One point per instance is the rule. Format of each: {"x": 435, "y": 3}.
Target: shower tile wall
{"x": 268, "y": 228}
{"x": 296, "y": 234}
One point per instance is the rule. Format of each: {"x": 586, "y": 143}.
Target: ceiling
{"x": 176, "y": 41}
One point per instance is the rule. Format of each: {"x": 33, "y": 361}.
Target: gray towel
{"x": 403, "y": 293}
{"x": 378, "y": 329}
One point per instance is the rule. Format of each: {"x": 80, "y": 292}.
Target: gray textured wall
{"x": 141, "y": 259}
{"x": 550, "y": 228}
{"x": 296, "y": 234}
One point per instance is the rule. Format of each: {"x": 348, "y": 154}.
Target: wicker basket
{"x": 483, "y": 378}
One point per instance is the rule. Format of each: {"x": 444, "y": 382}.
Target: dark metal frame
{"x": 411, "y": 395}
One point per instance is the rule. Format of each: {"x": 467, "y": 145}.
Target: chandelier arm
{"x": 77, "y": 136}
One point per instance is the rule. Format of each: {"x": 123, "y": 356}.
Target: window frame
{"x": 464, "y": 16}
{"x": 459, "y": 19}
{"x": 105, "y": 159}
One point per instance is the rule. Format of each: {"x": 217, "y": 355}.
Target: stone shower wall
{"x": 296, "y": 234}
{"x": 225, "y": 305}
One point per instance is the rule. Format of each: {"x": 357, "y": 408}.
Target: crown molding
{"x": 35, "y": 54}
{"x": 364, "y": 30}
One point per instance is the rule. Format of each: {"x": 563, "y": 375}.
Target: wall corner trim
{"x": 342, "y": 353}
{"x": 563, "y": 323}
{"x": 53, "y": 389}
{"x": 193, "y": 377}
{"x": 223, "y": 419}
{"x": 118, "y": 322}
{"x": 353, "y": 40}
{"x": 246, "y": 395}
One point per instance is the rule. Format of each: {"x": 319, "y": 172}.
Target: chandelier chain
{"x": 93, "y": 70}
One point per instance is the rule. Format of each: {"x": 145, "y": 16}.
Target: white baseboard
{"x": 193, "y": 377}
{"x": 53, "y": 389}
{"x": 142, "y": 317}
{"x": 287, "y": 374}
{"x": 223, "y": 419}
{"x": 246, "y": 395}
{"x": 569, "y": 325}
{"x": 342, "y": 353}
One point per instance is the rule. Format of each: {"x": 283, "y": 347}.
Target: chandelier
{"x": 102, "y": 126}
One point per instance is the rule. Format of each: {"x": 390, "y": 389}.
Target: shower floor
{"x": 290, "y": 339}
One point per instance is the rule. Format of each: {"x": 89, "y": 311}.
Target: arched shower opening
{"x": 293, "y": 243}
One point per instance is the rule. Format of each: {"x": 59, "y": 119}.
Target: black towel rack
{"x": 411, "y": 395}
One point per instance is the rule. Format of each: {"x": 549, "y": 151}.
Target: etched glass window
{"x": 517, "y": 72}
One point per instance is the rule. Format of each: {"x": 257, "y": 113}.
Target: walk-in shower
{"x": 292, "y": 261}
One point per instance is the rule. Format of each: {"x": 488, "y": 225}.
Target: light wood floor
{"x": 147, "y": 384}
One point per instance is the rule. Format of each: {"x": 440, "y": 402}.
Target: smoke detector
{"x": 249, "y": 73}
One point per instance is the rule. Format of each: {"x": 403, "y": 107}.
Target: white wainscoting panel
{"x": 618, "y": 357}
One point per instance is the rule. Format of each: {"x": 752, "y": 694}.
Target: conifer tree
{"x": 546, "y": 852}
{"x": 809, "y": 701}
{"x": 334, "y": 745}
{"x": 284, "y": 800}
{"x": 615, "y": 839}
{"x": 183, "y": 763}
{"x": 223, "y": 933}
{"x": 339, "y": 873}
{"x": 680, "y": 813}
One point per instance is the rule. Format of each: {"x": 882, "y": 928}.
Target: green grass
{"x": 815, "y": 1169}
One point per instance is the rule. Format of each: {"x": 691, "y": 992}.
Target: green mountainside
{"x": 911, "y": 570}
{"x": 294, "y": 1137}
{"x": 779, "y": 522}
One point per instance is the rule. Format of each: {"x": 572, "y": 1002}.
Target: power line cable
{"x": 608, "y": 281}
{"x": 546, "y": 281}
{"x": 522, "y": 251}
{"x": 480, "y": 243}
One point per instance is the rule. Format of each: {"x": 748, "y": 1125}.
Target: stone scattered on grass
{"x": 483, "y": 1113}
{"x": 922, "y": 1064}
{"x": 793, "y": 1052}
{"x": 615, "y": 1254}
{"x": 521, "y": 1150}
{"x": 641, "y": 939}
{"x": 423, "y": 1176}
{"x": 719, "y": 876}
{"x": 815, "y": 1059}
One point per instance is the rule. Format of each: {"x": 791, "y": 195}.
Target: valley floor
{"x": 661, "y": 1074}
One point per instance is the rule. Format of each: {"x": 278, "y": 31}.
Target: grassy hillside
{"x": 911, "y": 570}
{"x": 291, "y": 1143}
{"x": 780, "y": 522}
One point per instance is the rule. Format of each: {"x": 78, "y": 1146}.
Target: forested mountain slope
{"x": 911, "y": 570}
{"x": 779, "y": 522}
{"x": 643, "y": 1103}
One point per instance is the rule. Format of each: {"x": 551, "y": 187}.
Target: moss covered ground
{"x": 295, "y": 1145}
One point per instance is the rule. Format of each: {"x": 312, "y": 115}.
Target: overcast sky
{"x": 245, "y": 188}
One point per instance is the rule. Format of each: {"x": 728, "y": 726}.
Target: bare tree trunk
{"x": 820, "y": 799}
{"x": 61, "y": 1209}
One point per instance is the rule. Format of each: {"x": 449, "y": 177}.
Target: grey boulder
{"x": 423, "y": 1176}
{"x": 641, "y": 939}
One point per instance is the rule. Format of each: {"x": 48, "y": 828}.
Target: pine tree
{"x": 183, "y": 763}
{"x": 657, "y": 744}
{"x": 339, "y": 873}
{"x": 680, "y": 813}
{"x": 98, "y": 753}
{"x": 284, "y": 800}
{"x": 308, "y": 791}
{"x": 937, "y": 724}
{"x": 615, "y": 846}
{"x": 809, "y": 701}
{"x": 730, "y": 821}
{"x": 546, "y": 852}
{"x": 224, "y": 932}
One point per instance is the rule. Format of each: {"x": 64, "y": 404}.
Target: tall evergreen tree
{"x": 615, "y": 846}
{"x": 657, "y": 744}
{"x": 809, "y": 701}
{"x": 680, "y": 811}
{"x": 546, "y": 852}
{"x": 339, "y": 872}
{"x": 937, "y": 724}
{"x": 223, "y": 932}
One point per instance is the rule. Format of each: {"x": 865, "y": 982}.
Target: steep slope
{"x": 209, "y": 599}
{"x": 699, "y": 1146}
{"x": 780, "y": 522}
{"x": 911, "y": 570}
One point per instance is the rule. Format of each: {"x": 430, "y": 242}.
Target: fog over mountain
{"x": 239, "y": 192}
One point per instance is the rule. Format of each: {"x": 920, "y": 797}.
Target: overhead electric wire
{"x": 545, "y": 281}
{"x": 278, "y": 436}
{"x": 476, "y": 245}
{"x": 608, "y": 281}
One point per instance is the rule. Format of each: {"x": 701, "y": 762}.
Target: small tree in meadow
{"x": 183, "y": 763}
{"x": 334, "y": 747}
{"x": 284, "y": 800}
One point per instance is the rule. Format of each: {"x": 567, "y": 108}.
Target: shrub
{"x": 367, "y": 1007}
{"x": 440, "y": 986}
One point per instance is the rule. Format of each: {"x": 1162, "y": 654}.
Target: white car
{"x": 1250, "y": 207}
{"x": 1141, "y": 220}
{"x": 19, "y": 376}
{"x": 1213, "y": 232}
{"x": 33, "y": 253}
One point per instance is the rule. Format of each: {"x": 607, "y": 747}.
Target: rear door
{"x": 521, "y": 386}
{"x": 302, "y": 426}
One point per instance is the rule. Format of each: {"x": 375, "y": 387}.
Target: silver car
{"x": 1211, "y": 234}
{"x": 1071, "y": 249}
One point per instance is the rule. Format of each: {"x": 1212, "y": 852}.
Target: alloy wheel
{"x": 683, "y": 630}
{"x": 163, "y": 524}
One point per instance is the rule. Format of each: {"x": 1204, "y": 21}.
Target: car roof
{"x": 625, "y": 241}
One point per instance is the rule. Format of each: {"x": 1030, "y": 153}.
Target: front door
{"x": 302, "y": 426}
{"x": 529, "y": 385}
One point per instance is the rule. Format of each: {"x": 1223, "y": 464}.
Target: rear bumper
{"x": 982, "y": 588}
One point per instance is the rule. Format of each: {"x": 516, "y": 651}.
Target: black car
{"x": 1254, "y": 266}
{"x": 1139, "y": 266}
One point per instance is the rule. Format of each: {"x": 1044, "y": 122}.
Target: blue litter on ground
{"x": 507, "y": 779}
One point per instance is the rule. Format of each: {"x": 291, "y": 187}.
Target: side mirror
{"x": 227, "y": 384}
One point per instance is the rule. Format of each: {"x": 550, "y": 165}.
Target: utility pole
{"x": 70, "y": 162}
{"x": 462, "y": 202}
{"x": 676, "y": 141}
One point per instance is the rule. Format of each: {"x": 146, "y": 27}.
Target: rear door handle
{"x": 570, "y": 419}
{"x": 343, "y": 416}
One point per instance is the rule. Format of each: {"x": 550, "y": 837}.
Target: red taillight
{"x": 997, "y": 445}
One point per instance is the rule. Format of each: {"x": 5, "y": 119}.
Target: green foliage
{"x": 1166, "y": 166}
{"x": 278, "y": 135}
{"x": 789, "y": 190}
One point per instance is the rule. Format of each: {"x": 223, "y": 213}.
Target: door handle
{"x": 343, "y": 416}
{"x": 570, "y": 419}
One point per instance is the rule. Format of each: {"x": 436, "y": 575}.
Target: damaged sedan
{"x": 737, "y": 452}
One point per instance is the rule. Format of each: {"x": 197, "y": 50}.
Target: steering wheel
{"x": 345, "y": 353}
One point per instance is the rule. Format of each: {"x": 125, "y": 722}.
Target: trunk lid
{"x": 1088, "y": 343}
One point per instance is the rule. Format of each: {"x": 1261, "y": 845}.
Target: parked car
__________
▶ What the task asks: Pick out and copy every line in the items above that contains the word "floor". Case counts.

▶ The completed task:
Target: shower floor
Target: light wood floor
Target: valley floor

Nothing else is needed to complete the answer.